### About this exercise:
In the material below, write out each line word for word and omit the pictures.

Top of Excerpted data

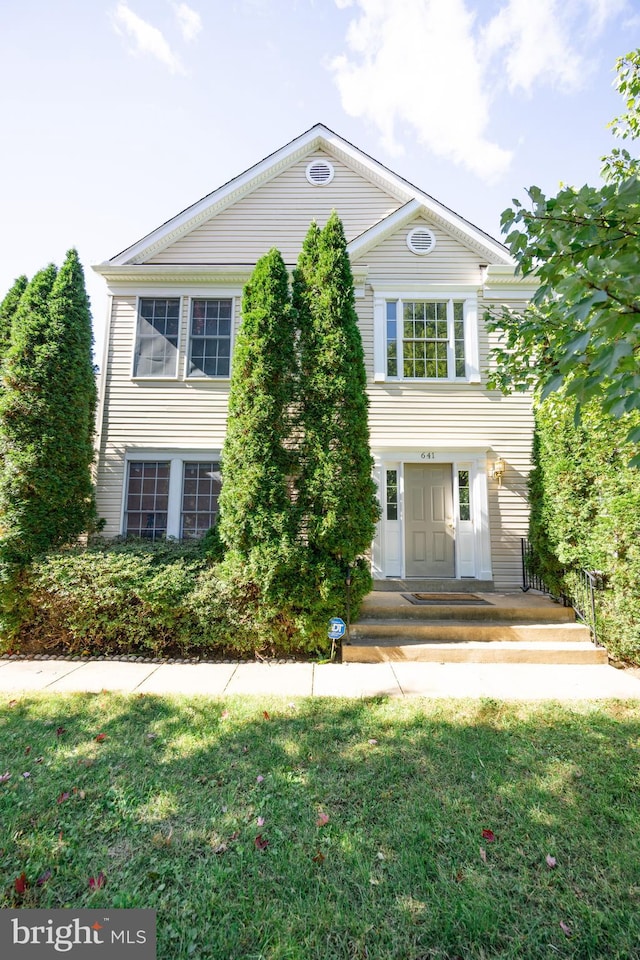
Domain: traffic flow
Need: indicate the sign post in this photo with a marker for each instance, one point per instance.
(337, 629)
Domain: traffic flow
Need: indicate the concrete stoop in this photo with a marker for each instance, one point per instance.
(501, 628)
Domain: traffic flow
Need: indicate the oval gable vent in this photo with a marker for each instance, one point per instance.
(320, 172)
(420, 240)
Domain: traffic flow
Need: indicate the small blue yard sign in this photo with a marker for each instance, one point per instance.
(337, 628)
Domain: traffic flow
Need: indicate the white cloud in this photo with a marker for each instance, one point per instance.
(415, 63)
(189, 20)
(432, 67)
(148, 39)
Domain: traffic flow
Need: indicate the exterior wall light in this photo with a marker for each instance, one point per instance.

Bottom of Excerpted data

### The completed task:
Domain: traffic flow
Need: indicate the sign post in this photo with a marker for each instance, one point per instance.
(337, 629)
Domain: traffic flow
Need: indicate the concrete stoop in this photo with a marker for each instance, one point per instance.
(501, 628)
Domain: traffic flow
Need: indicate the oval gable vent in this photo with a marker for each instance, one point per instance.
(320, 172)
(420, 240)
Domain: traffic flow
Need: indicate the small blue yard sign in this photo with a marker for each instance, one point per instance.
(337, 628)
Domain: traffic flow
Need: indicate the white cloud in this photo with a marker for each instance, one point per instance.
(415, 63)
(189, 20)
(432, 67)
(148, 39)
Domain: traffic flow
Need: indicate the exterior wall light in this photo with a marker for each instance, one point per instance.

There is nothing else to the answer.